Source passage =>
====

More than 35 million people, including secondary school pupils, will be offered a free flu vaccine this winter under plans announced by the government.
The biggest flu programme in the country’s history will be launched in September, the government said, and will build on the success of last year’s expanded scheme which saw a record number get their jab.
And for the first time, those eligible will include all secondary school pupils up to Year 11 – those aged 15 and 16.
The target for 2021 is almost double the amount of jabs that were administered last winter.
The flu vaccine will be available to:
- All children aged two and three on 31 August 2021
- All children in primary and all children in school Years 7 to 11 in secondary school
- Those aged six months to under 50 years in clinical risk groups
- Pregnant women
- Those aged 50 years and over
- Unpaid carers
- Close contacts of immunocompromised individuals
- Frontline health and adult social care staff
Those aged two and three, primary school children and secondary school children up to Year 11 will be offered the nasal spray vaccine.

====

Data records =>
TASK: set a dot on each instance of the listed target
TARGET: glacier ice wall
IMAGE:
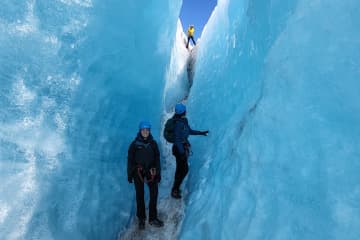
(277, 84)
(76, 78)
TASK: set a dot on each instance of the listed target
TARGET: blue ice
(276, 83)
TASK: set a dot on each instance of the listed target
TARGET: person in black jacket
(144, 167)
(181, 147)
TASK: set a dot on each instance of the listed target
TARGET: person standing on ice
(181, 147)
(144, 167)
(190, 35)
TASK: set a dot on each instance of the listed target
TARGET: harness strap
(140, 170)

====

What is needed => Return the flu vaccine passage from "And for the" to "administered last winter.", copied word for word. The lines have nothing to do with the flu vaccine passage.

Result of this task =>
And for the first time, those eligible will include all secondary school pupils up to Year 11 – those aged 15 and 16.
The target for 2021 is almost double the amount of jabs that were administered last winter.